▶ _Problem to work on_
Starting with the line that contains "of the pink-tinged" and going on through the end of the entries, copy those lines again with "pink-tinged leaf" replaced by "reddish leaf" and everything else left as is.

▶ _Provided records_
** Start **

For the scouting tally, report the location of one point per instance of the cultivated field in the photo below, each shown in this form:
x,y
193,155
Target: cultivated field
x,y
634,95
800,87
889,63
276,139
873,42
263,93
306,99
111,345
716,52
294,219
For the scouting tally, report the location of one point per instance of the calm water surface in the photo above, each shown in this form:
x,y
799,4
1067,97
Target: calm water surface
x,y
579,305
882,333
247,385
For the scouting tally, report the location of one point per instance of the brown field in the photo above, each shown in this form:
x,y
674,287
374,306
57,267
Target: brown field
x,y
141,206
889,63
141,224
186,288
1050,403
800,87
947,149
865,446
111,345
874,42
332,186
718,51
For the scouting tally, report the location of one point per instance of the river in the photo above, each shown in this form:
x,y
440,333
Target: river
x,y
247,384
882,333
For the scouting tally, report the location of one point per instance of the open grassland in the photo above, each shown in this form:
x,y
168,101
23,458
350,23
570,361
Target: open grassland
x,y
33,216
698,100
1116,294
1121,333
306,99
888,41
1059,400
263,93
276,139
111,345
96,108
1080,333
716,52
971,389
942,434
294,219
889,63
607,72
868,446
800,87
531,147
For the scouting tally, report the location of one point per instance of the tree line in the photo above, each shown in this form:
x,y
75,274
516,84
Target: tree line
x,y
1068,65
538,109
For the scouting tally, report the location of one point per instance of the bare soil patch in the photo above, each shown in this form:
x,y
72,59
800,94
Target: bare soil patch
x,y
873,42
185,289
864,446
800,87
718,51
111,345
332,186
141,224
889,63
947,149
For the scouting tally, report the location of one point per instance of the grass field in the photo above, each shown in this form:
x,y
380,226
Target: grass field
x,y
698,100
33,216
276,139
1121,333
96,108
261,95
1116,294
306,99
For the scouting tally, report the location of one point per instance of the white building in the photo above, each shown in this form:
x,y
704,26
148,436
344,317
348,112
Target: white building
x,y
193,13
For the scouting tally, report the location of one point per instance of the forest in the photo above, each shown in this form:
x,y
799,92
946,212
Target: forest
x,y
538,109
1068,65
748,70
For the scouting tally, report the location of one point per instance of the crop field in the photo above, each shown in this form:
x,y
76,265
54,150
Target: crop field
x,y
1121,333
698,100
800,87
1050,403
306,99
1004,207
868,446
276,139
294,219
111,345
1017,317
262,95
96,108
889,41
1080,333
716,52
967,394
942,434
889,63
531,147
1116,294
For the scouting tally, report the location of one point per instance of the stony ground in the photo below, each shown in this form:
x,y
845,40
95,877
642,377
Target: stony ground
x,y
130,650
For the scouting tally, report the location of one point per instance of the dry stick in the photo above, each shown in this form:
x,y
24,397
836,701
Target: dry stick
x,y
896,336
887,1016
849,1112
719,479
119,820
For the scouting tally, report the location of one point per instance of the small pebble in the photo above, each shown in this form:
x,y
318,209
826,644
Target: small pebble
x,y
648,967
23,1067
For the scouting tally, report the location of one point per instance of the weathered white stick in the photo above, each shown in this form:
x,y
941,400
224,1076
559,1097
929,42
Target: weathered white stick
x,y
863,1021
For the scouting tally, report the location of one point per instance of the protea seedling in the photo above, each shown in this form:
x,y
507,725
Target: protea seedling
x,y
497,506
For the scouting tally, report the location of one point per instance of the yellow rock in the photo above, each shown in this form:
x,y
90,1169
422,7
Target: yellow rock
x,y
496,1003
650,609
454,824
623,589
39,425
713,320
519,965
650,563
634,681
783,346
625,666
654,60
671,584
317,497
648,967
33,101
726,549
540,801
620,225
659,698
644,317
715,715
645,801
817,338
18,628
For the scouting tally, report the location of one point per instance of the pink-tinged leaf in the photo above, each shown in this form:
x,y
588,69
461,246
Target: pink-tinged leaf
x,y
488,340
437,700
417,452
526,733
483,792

** End **

▶ _Correct output_
For the scouting tally, report the location of one point per instance of the reddish leaf in the photo above, each shown in this form:
x,y
588,69
461,246
Target: reddish leaf
x,y
488,340
437,700
417,452
526,733
483,792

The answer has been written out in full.